## [Task statement]
Write out each line of the records below word for word, with nothing changed.

## begin Supplied material

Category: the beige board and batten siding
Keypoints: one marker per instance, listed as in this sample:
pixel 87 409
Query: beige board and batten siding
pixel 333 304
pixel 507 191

## end Supplied material

## [Exercise answer]
Category: the beige board and batten siding
Keypoints: one marker per instance, listed as in this sample:
pixel 87 409
Query: beige board and batten siding
pixel 333 304
pixel 507 191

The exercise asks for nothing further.